▶ [What is required]: Every record here should be printed again exactly.

▶ [Collected data entries]:
----------------

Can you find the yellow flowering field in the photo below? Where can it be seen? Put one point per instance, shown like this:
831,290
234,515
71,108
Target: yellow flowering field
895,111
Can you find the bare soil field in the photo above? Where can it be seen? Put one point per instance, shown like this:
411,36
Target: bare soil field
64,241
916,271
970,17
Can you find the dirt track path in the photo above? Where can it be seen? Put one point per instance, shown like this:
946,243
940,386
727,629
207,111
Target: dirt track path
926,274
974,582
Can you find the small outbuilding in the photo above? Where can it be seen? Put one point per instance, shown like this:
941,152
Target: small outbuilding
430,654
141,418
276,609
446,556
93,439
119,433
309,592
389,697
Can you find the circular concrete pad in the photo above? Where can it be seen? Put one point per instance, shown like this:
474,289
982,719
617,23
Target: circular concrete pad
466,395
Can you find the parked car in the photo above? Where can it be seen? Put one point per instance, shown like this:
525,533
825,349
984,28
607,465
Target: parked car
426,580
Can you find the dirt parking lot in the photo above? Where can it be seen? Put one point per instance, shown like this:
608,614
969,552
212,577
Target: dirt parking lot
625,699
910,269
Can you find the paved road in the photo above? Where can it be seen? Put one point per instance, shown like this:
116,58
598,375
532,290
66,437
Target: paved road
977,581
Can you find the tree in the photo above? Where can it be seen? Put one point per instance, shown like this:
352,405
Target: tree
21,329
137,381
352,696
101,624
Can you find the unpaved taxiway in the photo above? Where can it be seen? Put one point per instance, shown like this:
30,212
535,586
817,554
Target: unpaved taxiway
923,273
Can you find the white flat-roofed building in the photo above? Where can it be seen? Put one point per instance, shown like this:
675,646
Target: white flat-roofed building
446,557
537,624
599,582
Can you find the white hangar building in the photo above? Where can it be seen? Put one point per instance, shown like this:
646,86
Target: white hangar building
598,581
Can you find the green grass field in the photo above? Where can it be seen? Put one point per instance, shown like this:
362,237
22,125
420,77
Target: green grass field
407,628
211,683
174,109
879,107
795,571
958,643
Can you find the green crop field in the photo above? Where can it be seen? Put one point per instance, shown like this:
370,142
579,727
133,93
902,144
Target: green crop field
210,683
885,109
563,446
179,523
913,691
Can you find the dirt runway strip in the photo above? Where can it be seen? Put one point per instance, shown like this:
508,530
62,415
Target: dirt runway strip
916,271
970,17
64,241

----------------

▶ [Response]:
Can you find the yellow flowering field in the photo below? Where can it be seen? Put one point per instance, shown like this:
831,290
234,515
71,108
Target: yellow flowering field
895,111
Can you find the bare soil field in the photo above? Where can it be seen? Put one point per instance, shown like this:
411,36
Target: bare soil field
64,241
916,271
970,17
Can you find the dirt track path in the photo above? Where can it be seen? Put one point per instance, shown like this:
946,243
940,386
727,629
207,111
Target: dirt track path
926,274
974,582
Can you find the small outbuilding in the photo above? Where can it be seen? Put one point per instance, shown like this:
941,152
Target: small outbuilding
430,654
141,418
276,609
446,556
93,439
119,433
309,592
389,697
Can you find the circular concrete pad in the photo above? Where can it be seen? Put one point per instance, shown like this:
474,289
982,719
617,23
Target: circular concrete pad
466,395
Can you find the parked car in the photo above? Where can it be seen? Put one point per instance, shown like this:
525,533
825,349
984,28
607,465
Target: parked car
426,580
Can you find the dirt parking lot in the photo above? Where can it be seen? Put one point per instance, shown like this:
608,614
969,552
212,577
Target: dirt parking lot
625,699
910,269
Can you find the paved road in the photo above? Where can it be seen? Put one point per instance, shown like this:
116,58
598,375
532,290
66,437
Target: paved road
977,581
Can you find the tree in the photo above? Where can it be seen? Put one point per instance, shown like this:
352,405
Target: tree
21,329
137,381
352,696
101,624
Can you find the unpaved taxiway in the photo above? Where can it be seen? Put one point per instance, shown like this:
30,212
535,586
817,554
Target: unpaved taxiway
923,273
Can you find the white flat-roofed building in the photo above? Where can it be seen? Put one point per instance, shown like this:
675,646
Target: white flat-roofed building
446,557
537,624
599,582
Can you find the white hangar building in the photo above? Where can it be seen? Put one point per instance, shown like this:
646,86
Target: white hangar building
598,581
Can you find the green grass field in the photo above? Where can it be seen? Put one point per instance, shown like this:
362,237
22,125
420,77
Target: green grass field
407,628
211,683
174,109
879,107
795,571
958,643
Can you find the green crop field in the photo above? Where can it be seen? Put one point per instance, shown like this:
370,142
579,727
133,93
902,144
Target: green crop field
210,683
885,109
563,446
179,523
913,691
Can you find the dirt runway strip in the photo above? Where can it be seen? Put one point per instance, shown like this:
508,530
62,415
Target: dirt runway strip
916,271
970,17
64,241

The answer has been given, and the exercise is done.